### Directions
Pull out every line of the records that contains the word "window" and copy each one unchanged.

--- Begin ---

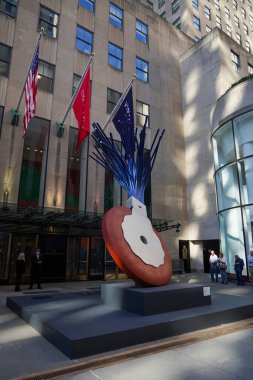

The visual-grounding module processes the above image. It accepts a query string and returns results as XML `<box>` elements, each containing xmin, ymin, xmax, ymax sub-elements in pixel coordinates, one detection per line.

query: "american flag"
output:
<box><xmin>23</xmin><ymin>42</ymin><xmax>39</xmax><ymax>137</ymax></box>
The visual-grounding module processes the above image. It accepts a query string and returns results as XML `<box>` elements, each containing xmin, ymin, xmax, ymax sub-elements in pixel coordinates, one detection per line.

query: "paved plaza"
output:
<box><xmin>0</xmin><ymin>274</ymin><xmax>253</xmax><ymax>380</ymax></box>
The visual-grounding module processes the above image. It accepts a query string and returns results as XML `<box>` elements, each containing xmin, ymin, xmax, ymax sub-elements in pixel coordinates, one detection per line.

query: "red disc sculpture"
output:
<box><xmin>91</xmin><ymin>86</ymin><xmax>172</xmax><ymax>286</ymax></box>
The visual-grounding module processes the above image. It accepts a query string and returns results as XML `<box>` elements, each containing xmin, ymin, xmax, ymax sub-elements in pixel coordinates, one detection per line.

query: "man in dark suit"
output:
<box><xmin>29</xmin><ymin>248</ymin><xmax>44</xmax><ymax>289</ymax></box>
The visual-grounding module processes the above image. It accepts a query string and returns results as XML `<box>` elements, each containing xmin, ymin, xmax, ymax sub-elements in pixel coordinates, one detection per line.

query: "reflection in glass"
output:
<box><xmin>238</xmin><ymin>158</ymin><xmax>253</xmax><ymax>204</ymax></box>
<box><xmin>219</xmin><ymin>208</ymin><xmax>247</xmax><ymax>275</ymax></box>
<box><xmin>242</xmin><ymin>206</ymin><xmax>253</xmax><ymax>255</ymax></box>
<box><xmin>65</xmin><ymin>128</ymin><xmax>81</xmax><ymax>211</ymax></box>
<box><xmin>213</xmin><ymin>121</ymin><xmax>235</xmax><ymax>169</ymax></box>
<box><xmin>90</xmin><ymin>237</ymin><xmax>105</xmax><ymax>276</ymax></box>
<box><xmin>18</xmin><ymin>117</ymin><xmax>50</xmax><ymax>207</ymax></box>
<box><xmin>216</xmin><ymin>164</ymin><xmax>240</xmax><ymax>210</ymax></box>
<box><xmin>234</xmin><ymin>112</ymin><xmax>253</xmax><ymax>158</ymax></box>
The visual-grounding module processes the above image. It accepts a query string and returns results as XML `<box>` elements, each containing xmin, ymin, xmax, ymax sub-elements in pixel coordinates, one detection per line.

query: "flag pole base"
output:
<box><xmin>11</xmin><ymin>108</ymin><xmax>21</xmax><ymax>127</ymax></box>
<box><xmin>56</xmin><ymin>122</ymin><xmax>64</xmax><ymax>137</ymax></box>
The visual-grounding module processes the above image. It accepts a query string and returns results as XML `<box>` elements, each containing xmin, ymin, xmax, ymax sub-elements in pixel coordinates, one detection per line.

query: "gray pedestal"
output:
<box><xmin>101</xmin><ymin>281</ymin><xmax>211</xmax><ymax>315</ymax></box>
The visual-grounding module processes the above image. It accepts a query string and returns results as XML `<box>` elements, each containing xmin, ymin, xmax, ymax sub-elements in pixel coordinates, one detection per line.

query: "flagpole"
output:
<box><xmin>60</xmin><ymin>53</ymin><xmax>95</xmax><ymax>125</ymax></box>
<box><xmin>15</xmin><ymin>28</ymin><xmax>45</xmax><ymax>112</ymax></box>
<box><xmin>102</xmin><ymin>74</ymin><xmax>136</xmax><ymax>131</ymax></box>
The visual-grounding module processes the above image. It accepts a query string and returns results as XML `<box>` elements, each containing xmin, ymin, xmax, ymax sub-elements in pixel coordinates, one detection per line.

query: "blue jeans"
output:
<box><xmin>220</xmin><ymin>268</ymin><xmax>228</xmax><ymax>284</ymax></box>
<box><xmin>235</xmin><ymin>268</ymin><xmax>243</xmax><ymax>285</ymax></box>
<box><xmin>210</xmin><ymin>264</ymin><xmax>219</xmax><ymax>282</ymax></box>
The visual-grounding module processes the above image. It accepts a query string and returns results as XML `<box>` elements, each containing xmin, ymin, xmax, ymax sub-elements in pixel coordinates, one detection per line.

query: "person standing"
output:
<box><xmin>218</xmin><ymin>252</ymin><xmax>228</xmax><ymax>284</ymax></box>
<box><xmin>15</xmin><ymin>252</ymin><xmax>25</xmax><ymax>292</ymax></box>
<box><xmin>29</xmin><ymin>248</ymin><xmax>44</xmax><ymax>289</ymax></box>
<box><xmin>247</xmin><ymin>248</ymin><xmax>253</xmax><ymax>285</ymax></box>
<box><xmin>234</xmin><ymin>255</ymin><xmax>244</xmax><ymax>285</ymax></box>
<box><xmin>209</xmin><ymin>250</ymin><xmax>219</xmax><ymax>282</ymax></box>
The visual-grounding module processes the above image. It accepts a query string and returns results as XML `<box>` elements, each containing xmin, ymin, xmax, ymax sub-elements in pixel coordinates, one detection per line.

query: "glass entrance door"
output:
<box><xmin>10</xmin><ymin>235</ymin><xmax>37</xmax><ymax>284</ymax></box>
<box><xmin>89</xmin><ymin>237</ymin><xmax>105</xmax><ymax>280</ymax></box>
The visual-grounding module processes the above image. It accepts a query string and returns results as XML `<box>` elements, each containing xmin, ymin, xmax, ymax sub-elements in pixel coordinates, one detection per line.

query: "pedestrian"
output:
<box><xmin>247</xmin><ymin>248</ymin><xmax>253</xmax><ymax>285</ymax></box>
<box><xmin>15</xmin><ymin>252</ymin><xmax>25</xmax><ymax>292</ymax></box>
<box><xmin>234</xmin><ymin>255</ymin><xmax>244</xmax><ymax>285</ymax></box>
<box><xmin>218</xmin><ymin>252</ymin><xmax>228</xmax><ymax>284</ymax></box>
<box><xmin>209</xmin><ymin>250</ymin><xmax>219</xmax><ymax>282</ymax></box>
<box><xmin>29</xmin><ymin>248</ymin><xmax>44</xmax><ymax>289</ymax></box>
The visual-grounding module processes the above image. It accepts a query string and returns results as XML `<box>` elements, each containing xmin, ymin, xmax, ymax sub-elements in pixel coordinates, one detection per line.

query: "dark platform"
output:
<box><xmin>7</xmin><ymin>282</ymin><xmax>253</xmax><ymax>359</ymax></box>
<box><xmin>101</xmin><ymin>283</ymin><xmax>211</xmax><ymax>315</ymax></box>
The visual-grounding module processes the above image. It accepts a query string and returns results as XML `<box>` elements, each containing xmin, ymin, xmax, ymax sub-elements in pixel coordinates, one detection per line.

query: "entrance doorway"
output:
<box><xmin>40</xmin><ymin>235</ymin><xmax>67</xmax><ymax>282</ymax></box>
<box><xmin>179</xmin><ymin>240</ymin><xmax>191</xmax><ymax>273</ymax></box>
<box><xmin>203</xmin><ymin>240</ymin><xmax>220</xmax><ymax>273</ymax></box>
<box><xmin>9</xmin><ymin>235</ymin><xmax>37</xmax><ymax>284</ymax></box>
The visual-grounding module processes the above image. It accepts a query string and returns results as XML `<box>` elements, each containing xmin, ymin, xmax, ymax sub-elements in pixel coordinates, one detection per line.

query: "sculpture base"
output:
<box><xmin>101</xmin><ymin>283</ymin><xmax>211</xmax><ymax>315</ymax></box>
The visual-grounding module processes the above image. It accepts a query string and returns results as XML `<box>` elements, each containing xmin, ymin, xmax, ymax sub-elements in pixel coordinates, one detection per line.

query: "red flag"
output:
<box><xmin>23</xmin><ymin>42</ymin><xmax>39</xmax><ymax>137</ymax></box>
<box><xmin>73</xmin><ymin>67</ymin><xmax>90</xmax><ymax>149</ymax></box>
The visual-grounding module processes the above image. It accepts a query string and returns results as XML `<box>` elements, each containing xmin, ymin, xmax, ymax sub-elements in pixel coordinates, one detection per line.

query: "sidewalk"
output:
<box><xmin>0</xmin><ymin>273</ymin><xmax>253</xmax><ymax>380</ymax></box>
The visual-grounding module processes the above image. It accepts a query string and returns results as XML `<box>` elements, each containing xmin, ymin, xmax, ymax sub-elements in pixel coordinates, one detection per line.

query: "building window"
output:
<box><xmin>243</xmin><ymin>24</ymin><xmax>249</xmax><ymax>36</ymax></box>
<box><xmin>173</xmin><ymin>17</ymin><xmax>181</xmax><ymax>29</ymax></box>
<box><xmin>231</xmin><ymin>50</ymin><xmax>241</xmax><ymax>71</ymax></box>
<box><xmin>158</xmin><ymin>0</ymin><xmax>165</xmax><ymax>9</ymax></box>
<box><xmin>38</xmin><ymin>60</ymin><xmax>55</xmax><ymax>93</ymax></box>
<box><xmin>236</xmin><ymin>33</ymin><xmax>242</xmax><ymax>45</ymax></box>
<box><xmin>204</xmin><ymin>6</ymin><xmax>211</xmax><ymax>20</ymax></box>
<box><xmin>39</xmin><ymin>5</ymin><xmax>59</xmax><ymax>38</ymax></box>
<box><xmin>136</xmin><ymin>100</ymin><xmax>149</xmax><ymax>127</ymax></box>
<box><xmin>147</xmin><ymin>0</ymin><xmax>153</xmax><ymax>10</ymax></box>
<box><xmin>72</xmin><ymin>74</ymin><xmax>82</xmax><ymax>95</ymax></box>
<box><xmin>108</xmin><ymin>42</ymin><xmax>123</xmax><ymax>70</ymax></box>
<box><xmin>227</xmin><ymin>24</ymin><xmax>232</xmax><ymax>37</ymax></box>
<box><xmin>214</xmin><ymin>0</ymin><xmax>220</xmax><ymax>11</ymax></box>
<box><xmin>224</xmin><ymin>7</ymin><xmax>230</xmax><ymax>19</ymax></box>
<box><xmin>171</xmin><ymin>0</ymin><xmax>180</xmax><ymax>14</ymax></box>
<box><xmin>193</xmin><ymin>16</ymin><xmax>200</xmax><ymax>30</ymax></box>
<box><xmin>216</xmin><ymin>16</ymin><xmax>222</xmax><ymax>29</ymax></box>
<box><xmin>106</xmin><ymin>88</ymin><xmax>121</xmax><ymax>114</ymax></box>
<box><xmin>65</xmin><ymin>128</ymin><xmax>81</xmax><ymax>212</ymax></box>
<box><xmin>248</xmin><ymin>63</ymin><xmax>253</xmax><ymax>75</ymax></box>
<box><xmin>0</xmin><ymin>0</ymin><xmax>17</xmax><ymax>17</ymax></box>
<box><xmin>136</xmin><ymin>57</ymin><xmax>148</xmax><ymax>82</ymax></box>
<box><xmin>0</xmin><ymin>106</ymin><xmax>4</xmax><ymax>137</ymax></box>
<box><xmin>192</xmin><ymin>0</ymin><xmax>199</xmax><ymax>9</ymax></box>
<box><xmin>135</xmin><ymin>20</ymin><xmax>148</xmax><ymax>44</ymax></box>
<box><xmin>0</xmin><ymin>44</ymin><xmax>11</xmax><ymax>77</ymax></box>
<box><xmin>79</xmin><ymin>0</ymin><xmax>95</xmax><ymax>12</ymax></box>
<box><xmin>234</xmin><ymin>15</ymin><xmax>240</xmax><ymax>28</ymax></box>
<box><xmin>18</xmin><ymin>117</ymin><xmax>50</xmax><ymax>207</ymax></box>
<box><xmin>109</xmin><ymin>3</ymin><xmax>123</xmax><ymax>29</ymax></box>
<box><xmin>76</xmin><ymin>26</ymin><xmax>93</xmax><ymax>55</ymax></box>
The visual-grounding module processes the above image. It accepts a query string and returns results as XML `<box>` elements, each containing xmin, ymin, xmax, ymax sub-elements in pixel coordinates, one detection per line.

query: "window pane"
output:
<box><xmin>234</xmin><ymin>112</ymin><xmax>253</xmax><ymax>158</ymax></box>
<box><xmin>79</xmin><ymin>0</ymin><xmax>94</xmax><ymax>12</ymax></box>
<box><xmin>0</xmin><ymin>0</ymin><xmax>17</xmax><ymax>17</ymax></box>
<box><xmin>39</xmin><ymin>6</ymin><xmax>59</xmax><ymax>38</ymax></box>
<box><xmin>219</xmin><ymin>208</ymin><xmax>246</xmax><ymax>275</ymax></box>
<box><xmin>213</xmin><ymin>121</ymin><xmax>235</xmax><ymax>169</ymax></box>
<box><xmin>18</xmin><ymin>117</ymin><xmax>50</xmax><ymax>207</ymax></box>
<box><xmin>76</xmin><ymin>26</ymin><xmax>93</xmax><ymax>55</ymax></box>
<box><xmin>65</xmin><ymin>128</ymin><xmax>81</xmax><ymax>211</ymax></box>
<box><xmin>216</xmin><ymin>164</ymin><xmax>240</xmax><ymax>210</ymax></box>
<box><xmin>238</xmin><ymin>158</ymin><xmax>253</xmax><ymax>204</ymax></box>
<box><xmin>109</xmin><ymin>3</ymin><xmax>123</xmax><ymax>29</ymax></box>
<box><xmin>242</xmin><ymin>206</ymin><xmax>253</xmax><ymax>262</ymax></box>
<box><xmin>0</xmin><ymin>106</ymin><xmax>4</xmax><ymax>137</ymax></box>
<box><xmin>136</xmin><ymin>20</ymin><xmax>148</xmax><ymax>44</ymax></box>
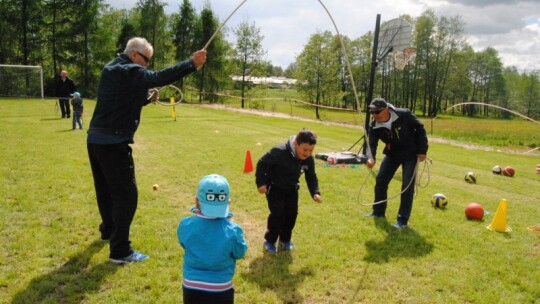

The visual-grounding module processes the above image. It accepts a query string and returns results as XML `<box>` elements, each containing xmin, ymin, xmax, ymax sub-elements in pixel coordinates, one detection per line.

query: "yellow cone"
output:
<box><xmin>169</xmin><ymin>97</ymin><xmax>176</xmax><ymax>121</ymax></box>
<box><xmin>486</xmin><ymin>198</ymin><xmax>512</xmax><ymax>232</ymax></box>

--- End ---

### Solution below
query: "building window"
query: "window pane"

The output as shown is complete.